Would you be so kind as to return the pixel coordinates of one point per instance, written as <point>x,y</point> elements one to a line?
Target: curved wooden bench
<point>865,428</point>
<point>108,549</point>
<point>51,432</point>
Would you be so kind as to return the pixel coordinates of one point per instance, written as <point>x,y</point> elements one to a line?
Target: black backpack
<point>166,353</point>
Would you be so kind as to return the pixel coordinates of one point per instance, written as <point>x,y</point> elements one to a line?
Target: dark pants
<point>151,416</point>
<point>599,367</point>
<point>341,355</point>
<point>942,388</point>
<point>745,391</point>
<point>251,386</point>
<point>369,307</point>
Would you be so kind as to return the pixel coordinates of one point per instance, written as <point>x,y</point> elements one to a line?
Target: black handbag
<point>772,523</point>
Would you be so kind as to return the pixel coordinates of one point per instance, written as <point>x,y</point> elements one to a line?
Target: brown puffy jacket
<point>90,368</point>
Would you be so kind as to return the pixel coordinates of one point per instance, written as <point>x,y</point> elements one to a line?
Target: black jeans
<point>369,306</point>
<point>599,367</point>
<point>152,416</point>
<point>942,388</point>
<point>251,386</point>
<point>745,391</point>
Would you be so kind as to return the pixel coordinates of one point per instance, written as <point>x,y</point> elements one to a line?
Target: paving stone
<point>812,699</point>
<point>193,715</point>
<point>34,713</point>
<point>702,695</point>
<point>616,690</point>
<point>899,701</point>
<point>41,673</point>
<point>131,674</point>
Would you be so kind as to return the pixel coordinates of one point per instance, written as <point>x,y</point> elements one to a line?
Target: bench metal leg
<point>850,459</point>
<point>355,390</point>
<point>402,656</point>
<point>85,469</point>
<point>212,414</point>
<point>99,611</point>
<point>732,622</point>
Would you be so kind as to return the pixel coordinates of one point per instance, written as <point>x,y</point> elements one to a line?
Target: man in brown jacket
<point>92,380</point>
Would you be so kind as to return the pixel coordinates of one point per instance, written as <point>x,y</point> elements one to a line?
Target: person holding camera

◆ ◆ ◆ ◆ ◆ ◆ ◆

ASSIGNMENT –
Beginning with the line containing "Target: black handbag", repeat each line of the listing above, exactly, through the last one, and stop there.

COMPLETED EXERCISE –
Target: black handbag
<point>772,523</point>
Would you be so kind as to return the pixel coordinates of one point per instance, written as <point>x,y</point> elements one to a line?
Target: brown puffy jacket
<point>90,368</point>
Would you be so kind as to return the pixel coordinates of one point per instance, written as <point>x,y</point> elements one to a line?
Target: black jeans
<point>369,306</point>
<point>599,367</point>
<point>152,416</point>
<point>942,388</point>
<point>251,386</point>
<point>745,391</point>
Would you be so kind as to return the pixel coordinates of one point per instance, written as <point>x,y</point> elements one to a line?
Target: paving stone
<point>812,699</point>
<point>193,715</point>
<point>34,713</point>
<point>702,695</point>
<point>616,690</point>
<point>899,701</point>
<point>41,673</point>
<point>131,674</point>
Would you be so kind as to return the pixel coordinates of one point per instance, written as <point>x,y</point> elements one to a line?
Target: bench metal leg
<point>850,459</point>
<point>355,390</point>
<point>402,656</point>
<point>85,469</point>
<point>212,414</point>
<point>99,611</point>
<point>732,622</point>
Would you be so kind as to return the pixel coordinates of one point per instance, written as <point>x,y</point> elements one to a line?
Target: man in brown jacket
<point>92,380</point>
Would you be so kind as to return the pixel coordinates of one point per instance, written as <point>x,y</point> elements one to a line?
Target: person holding camera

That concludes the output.